REQUIREMENT 1: In the list of irritating experiences, what utensil is the Dorito bits at the bottom of the bag eaten with?
REQUIREMENT 2: Output, word for word, the stretch of the irritating-experiences list from "2) Eat the Dorito" through "household water pressure.".

TEXT BLOCK:
# # # # #

I’ve been reading Julia Cameron again
Take pen in hand and list the ten most irritating experiences you can self-inflict:
1) Read several years’ worth of The Family Circus.
2) Eat the Dorito bits at the bottom of the bag with a fork.
3) Sign up for extra telemarketing.
4) Marathon Walker, Texas Ranger.
5) Get “Summer Nights” from Grease stuck in your head.
6) Attempt to take action shots with a camera phone. Discover it doesn’t work. Repeat as needed.
7) Set your thermostat to turn up and down at random.
8) Lower your household water pressure.
9) Bang forehead repeatedly with a metal spoon.
10) AFFIRMATIONS.
Actually I kinda love this picture.
(And I’m still a fan of JC.)

# # # # #

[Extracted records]
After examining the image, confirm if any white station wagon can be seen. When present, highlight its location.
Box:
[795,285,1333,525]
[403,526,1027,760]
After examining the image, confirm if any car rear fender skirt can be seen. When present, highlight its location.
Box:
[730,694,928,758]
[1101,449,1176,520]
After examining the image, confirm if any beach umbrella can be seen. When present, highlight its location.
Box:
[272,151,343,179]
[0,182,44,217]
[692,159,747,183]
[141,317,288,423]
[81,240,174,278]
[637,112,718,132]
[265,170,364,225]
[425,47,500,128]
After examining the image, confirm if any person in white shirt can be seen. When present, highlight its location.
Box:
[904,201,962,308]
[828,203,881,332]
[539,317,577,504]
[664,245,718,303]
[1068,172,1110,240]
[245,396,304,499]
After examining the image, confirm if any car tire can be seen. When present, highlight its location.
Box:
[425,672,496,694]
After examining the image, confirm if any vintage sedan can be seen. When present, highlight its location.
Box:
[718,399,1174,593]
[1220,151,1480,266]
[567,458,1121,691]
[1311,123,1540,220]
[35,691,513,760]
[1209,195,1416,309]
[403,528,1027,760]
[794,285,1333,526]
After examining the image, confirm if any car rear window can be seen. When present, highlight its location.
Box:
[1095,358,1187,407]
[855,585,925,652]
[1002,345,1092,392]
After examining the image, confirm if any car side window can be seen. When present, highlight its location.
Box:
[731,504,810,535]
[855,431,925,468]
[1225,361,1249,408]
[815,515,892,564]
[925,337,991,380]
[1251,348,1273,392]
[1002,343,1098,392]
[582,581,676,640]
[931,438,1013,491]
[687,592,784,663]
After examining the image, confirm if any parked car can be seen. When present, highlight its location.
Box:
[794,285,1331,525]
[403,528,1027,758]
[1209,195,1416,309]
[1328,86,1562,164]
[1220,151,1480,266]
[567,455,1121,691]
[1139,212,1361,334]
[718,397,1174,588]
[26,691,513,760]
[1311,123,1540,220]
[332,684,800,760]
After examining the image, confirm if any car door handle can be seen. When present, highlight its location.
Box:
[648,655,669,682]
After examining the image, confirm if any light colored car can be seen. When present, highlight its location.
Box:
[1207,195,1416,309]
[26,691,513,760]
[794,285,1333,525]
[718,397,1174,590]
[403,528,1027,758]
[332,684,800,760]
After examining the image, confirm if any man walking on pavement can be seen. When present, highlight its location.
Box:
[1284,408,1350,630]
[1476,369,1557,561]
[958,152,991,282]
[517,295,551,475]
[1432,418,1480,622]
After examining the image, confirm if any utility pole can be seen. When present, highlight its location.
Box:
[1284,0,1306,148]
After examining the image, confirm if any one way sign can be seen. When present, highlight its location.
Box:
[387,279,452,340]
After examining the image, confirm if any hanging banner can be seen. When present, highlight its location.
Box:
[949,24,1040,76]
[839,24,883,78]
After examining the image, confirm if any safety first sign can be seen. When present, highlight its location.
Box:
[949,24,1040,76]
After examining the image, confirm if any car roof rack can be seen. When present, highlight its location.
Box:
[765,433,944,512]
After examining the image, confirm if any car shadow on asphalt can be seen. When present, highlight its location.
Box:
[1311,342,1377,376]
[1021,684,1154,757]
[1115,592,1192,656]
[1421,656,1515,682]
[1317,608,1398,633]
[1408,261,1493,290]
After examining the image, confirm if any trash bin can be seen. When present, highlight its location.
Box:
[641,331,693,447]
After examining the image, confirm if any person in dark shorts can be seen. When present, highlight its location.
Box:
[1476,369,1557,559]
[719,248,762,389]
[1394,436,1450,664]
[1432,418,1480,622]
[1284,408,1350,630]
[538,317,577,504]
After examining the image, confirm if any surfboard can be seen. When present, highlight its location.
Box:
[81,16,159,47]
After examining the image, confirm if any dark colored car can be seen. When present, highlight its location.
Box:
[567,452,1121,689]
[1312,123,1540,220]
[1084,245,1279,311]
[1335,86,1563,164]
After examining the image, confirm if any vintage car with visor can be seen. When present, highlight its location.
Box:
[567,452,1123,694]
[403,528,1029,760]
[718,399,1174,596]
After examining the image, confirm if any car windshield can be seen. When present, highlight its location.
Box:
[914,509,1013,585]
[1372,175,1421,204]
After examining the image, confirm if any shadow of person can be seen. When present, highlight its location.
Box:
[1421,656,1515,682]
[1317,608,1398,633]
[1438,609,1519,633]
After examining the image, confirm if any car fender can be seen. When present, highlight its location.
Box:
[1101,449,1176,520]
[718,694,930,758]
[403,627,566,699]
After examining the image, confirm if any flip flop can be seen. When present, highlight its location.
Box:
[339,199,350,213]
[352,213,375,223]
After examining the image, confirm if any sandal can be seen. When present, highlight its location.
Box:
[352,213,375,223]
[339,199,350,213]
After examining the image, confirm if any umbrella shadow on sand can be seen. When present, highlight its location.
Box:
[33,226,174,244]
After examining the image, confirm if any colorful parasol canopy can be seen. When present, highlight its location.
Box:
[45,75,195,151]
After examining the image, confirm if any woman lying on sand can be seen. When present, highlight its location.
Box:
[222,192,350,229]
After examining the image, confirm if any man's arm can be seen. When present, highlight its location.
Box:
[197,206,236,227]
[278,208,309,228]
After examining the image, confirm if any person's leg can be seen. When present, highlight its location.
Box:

# # # # #

EXPECTED ANSWER 1: A fork.

EXPECTED ANSWER 2:
2) Eat the Dorito bits at the bottom of the bag with a fork.
3) Sign up for extra telemarketing.
4) Marathon Walker, Texas Ranger.
5) Get “Summer Nights” from Grease stuck in your head.
6) Attempt to take action shots with a camera phone. Discover it doesn’t work. Repeat as needed.
7) Set your thermostat to turn up and down at random.
8) Lower your household water pressure.